[Position annotation records]
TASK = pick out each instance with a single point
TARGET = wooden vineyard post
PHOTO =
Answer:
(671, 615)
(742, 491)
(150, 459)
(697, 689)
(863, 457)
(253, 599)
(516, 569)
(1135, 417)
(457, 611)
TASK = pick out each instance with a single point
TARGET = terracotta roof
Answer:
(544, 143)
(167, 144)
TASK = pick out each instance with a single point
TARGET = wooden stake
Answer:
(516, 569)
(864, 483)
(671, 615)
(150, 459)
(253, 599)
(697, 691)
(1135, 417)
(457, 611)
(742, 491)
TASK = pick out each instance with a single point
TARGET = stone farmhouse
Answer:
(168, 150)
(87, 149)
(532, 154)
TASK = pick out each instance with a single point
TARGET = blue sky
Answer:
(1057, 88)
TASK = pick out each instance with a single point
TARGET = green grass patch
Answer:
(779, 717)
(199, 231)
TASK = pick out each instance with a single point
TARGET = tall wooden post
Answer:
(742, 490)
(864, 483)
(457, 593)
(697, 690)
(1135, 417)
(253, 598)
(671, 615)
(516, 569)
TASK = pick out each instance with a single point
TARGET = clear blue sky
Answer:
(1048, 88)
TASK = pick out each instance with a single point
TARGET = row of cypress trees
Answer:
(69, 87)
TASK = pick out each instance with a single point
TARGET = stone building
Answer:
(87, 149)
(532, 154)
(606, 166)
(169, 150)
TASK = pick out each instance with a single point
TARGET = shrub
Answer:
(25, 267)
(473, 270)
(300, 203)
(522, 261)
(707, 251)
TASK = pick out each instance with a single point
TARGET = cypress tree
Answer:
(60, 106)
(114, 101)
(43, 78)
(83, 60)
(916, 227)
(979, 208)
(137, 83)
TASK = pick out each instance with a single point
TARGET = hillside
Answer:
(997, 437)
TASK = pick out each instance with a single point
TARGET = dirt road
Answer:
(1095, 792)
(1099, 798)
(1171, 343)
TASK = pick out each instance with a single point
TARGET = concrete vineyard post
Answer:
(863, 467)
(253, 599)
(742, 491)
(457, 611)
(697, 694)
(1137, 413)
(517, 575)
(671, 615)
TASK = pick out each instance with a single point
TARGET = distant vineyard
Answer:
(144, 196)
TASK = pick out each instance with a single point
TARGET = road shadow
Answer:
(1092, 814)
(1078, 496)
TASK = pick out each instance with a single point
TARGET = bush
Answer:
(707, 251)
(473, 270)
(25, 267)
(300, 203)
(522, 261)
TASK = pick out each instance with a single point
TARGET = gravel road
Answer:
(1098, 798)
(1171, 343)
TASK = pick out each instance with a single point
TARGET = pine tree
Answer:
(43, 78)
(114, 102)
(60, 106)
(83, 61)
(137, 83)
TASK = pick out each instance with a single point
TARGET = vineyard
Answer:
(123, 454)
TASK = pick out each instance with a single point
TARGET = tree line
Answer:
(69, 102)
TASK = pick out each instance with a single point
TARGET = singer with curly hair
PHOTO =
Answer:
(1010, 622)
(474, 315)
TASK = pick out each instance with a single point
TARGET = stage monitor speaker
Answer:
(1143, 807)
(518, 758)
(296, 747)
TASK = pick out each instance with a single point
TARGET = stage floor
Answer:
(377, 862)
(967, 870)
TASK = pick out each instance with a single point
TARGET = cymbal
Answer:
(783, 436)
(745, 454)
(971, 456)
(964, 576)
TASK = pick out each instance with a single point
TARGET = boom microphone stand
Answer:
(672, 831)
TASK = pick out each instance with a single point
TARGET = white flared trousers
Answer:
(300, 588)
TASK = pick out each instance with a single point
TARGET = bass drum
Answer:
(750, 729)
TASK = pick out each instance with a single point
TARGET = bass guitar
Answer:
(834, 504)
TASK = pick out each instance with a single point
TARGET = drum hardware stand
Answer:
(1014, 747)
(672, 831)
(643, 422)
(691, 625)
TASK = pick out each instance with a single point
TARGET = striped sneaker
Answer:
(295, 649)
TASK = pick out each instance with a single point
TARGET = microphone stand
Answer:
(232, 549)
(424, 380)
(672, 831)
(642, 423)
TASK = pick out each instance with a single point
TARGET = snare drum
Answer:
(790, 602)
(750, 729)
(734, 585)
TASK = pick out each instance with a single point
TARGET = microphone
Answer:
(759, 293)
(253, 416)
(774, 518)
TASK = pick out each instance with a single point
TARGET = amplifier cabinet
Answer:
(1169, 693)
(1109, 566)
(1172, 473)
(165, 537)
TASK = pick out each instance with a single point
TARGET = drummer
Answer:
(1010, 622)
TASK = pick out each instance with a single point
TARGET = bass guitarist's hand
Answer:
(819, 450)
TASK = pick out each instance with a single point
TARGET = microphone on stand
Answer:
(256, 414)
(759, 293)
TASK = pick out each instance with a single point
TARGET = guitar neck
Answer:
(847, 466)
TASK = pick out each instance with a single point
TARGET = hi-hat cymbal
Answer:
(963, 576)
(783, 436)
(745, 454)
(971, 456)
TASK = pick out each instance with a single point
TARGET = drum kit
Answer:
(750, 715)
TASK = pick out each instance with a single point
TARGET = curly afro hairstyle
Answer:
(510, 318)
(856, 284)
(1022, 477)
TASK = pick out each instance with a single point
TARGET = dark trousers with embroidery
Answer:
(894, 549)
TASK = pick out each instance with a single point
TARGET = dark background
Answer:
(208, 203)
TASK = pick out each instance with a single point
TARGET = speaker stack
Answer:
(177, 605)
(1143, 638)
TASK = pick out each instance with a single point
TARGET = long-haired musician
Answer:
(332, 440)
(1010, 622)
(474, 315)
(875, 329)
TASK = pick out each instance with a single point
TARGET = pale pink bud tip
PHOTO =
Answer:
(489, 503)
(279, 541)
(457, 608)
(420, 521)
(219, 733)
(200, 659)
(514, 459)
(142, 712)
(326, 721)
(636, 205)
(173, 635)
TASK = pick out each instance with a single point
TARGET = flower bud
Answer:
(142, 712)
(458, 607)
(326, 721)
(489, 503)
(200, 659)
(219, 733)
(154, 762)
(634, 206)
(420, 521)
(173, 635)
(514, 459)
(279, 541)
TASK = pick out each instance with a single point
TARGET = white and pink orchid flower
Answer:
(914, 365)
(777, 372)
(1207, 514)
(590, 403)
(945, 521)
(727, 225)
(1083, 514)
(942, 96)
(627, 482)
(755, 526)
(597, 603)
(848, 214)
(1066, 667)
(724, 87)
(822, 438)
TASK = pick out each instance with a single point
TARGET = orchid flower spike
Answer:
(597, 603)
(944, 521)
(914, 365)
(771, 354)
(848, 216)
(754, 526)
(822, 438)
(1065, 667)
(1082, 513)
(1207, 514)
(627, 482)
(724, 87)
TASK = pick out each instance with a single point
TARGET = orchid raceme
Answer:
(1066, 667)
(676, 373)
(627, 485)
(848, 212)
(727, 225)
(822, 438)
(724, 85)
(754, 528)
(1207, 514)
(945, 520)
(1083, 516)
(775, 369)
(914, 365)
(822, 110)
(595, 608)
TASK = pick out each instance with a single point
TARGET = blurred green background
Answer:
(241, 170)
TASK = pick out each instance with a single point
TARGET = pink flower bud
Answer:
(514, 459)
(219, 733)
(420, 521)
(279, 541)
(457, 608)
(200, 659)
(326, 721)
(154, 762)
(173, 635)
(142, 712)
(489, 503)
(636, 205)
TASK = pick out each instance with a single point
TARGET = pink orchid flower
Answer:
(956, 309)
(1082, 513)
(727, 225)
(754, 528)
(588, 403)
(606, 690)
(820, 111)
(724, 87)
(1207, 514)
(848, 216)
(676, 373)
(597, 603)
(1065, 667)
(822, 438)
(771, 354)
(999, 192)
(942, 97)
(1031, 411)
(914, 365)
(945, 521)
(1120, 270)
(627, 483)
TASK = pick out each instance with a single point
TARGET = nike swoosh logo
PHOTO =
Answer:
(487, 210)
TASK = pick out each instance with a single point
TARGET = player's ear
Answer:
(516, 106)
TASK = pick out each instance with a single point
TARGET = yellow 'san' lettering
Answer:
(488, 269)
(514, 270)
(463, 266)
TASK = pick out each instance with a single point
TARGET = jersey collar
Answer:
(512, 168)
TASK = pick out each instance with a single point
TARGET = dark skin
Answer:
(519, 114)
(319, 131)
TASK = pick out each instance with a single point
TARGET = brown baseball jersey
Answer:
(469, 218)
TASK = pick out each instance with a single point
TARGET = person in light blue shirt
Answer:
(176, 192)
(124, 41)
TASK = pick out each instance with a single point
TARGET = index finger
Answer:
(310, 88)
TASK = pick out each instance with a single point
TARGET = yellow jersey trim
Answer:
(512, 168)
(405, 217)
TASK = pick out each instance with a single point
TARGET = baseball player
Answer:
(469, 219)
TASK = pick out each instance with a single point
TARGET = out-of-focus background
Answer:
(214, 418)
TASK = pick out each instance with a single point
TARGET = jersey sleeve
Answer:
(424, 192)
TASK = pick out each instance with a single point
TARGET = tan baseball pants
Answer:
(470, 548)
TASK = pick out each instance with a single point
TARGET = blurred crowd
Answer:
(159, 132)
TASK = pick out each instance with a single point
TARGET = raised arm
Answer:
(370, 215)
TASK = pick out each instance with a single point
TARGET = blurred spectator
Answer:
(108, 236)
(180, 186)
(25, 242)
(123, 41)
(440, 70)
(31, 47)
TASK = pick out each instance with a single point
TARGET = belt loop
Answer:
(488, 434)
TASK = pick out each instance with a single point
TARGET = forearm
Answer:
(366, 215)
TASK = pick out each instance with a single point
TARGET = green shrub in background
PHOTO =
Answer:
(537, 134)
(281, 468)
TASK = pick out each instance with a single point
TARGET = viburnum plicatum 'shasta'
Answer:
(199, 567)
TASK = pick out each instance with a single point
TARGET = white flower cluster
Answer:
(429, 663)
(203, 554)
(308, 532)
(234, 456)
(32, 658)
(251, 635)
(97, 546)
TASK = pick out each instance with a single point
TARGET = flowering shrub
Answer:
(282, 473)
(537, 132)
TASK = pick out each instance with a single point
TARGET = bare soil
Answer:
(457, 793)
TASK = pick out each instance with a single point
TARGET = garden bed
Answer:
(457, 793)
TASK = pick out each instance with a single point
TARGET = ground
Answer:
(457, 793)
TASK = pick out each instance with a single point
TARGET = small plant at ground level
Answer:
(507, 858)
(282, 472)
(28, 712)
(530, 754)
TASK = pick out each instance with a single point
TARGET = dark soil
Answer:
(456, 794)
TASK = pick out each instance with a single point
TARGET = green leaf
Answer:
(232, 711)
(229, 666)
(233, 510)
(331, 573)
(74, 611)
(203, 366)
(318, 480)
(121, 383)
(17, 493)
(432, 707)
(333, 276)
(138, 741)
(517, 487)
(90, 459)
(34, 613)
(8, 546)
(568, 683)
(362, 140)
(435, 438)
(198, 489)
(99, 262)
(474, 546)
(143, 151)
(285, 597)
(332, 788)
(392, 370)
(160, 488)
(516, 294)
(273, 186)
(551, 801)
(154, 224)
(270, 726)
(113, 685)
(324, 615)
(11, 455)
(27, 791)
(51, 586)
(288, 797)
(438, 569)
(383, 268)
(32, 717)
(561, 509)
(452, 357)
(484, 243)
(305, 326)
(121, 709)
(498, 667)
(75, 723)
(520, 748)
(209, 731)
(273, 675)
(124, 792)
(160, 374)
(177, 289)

### [Written exercise]
Report each line of the material above that includes the string "speaker".

### [Answer for this exercise]
TARGET = stage monitor speaker
TARGET = speaker stack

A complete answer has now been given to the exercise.